▶ TEXT TO READ
--*--
So not only were you hella wrong, you automatically assumed it was a racist redneck christian solely on the premise of the person being white and rumors of a red truck when in reality the shooter was a dishonorably discharged soldier with training in firearms.

Hey here's a crazy off the wall thought, maybe just maybe automatically assuming every person who murders another is cause they're christian you'll make yourself look ridiculous.


Tl:dr; Kit's logic: "Oh someone shot someone else, must be a christian".


----------



## Kit H. Ruppell (Aug 6, 2012)

CannonFodder said:


> So not only were you hella wrong, you automatically assumed it was a racist redneck christian solely on the premise of the person being white and rumors of a red truck when in reality the shooter was a dishonorably discharged soldier with training in firearms.
> 
> Hey here's a crazy off the wall thought, maybe just maybe automatically assuming every person who murders another is cause they're christian you'll make yourself look ridiculous.


Don't make me laugh; you've been focusing on the 'Christian' element throughout the whole thread, but that is only a single aspect of the type I am trying to describe. Read Lobar's post-  his point is well-honed. And what a cute little edit, CF. You say_ I _am the one being unreasonable?


----------



## CannonFodder (Aug 6, 2012)

Kit H. Ruppell said:


> Don't make me laugh; you've been focusing on the 'Christian' element throughout the whole thread, but that is only a single aspect of the type I am trying to describe. Read Lobar's post-  his point is well-honed.


My point is that the logic behind your assumption "is one of the most insanely idiotic things I have heard.  At no point in your rambling incoherrent response were you close to anything that could be considered a rational thought.  Everyone in this room is now dumber for having listened to it.  I award you no points, and may god have mercy on your soul."(And yes I did just watch Billy Madison)


----------



## BRN (Aug 6, 2012)

:I


----------



## Kit H. Ruppell (Aug 6, 2012)
--*--
▶ ITEMS
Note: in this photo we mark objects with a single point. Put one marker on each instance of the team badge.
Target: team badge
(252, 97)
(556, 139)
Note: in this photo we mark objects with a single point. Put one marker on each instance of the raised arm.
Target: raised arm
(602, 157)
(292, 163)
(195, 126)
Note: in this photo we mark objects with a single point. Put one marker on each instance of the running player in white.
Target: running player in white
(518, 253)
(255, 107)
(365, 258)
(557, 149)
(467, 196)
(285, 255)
--*--
▶ DIRECTIVE
Reproduce the forum thread word for word between "## CannonFodder (Aug" and "watch Billy Madison)", inclusive.

▶ THE COMPLETED TASK
## CannonFodder (Aug 6, 2012)

Kit H. Ruppell said:


> Don't make me laugh; you've been focusing on the 'Christian' element throughout the whole thread, but that is only a single aspect of the type I am trying to describe. Read Lobar's post-  his point is well-honed.


My point is that the logic behind your assumption "is one of the most insanely idiotic things I have heard.  At no point in your rambling incoherrent response were you close to anything that could be considered a rational thought.  Everyone in this room is now dumber for having listened to it.  I award you no points, and may god have mercy on your soul."(And yes I did just watch Billy Madison)